Dataset rows:
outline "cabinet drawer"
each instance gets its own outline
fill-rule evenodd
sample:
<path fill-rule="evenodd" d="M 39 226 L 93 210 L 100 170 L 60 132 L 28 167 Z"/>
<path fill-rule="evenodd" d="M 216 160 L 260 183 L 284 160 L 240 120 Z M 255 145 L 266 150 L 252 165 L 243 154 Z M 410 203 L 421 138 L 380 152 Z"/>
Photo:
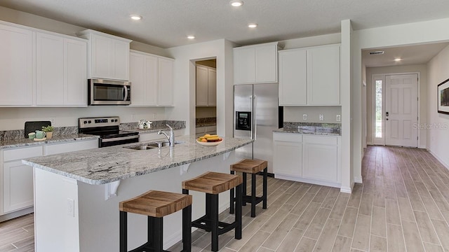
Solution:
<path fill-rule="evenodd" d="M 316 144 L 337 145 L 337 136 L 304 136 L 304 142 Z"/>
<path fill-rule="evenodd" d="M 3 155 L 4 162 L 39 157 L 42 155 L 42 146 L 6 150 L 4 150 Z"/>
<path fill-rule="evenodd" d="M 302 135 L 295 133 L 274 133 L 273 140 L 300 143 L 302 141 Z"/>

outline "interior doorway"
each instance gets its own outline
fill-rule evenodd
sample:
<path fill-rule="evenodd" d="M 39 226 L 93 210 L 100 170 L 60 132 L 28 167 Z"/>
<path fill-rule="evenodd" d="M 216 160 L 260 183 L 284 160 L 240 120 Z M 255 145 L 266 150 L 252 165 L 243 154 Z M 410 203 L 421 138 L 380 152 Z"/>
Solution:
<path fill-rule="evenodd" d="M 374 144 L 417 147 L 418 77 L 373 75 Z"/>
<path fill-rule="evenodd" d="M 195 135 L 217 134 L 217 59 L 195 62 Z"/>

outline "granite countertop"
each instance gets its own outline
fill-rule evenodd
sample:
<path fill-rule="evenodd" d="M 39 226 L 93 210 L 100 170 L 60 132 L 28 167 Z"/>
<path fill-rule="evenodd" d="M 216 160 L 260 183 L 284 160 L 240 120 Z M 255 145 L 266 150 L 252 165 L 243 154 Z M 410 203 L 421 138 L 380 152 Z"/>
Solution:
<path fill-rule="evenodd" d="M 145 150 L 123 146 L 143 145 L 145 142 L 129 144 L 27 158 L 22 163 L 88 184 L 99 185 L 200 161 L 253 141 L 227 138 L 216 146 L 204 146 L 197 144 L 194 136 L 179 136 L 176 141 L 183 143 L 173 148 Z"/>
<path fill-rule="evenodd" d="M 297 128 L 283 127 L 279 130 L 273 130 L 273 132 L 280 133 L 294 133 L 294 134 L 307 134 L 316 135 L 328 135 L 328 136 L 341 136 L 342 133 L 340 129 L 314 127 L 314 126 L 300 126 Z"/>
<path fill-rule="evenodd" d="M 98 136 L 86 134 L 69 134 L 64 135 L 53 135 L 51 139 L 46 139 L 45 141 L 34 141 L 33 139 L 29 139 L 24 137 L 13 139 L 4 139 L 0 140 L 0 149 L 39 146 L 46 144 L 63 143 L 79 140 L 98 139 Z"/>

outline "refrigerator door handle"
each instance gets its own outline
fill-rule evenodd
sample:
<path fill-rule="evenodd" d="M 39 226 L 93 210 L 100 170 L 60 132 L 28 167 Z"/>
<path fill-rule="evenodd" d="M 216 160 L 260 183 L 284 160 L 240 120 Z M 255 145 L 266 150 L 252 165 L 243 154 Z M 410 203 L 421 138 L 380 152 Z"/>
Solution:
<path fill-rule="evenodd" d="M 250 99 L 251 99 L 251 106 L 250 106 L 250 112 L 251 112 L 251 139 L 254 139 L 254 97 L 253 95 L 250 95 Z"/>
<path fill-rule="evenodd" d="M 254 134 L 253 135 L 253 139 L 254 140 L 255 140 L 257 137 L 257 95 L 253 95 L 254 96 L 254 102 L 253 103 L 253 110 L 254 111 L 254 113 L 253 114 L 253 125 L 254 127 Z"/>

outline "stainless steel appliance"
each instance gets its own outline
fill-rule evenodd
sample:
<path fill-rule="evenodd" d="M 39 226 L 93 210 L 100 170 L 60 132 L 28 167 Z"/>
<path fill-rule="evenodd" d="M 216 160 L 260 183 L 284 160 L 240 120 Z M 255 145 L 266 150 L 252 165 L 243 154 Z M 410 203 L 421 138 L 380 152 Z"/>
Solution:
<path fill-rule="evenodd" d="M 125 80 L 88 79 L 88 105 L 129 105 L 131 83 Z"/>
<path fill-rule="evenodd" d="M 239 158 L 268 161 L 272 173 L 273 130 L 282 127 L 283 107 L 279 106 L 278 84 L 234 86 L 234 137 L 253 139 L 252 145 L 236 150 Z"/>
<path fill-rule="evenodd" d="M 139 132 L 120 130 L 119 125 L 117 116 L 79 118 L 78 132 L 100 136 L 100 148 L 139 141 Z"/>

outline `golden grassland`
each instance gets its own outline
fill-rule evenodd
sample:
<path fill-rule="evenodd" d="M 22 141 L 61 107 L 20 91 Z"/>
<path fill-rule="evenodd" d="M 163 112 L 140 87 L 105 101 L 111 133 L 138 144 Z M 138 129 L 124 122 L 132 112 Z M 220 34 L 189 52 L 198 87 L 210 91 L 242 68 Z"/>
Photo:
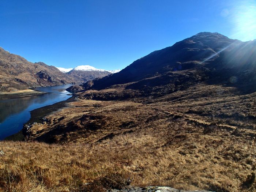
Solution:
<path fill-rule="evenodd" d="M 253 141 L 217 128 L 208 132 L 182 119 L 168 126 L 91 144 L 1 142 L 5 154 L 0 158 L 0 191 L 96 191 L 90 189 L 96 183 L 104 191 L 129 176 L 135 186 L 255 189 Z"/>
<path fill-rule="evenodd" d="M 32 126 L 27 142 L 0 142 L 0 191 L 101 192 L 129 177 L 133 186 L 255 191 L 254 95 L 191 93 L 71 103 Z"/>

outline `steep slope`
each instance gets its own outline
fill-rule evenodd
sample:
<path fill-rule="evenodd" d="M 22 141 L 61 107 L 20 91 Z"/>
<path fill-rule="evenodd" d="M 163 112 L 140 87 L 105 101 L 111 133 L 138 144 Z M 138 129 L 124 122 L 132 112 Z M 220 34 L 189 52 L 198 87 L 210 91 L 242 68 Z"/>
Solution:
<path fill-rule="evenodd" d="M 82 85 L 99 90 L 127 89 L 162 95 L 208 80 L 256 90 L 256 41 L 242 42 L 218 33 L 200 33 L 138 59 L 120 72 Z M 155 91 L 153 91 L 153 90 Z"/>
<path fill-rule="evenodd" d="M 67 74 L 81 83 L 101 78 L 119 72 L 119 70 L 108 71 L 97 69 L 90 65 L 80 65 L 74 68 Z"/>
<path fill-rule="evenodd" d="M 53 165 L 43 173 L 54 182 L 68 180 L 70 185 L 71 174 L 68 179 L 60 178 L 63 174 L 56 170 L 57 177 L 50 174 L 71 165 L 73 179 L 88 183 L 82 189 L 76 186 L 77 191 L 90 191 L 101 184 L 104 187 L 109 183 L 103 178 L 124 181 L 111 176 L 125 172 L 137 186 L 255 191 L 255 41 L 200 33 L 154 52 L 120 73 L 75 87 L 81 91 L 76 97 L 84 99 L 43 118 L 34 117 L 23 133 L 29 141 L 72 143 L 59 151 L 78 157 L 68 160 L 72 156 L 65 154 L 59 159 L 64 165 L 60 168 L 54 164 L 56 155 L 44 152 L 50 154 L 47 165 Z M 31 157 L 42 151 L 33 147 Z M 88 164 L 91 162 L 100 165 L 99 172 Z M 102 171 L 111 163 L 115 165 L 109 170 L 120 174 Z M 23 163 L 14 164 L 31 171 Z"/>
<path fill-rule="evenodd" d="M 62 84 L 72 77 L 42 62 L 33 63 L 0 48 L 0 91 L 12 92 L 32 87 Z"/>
...
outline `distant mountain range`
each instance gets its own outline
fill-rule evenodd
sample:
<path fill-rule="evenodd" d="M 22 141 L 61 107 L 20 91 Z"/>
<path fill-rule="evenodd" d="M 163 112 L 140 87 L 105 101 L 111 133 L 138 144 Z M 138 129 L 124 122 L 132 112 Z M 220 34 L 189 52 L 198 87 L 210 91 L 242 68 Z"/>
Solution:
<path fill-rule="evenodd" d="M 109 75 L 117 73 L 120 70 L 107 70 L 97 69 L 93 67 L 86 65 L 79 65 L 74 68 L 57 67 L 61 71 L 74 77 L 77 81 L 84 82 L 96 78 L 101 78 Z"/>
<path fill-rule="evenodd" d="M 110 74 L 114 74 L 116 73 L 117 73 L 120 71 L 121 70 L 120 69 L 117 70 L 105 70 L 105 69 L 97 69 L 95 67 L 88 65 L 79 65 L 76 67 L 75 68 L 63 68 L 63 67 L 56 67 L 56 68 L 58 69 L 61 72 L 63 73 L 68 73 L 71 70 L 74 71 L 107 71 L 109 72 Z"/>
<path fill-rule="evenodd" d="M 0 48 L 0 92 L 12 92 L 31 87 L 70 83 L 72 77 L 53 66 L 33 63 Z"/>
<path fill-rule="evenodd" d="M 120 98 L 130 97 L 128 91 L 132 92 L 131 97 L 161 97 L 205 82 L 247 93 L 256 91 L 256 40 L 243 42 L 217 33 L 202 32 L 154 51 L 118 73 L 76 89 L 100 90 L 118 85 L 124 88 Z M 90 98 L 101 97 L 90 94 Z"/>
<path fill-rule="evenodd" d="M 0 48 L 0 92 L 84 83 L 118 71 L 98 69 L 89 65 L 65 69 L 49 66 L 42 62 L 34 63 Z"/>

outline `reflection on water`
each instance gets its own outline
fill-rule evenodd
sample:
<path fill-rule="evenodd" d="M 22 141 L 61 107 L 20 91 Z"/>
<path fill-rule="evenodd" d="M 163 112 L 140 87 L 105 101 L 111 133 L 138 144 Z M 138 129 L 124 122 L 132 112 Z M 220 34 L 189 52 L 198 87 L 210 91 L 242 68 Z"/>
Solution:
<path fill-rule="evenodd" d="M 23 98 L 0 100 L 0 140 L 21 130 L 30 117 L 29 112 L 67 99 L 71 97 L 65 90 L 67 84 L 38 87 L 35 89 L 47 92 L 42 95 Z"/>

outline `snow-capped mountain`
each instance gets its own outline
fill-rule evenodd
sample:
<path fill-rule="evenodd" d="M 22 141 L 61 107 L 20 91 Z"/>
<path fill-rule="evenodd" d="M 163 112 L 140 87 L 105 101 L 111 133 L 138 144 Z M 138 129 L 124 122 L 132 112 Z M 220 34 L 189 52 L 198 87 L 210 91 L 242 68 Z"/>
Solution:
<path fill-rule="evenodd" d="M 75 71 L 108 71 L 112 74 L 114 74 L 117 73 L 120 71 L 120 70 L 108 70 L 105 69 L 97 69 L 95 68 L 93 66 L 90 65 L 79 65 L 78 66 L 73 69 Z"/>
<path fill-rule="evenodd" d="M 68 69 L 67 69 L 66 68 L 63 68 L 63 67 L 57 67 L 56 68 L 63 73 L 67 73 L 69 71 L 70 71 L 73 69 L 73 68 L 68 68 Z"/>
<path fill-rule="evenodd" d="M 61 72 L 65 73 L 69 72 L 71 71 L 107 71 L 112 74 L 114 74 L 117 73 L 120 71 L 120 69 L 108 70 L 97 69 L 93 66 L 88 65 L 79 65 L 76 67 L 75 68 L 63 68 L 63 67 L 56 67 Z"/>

Exercise description: How many of the lines above contain the string "mountain"? Case counts. Reply with the number only.

Response to the exercise: 2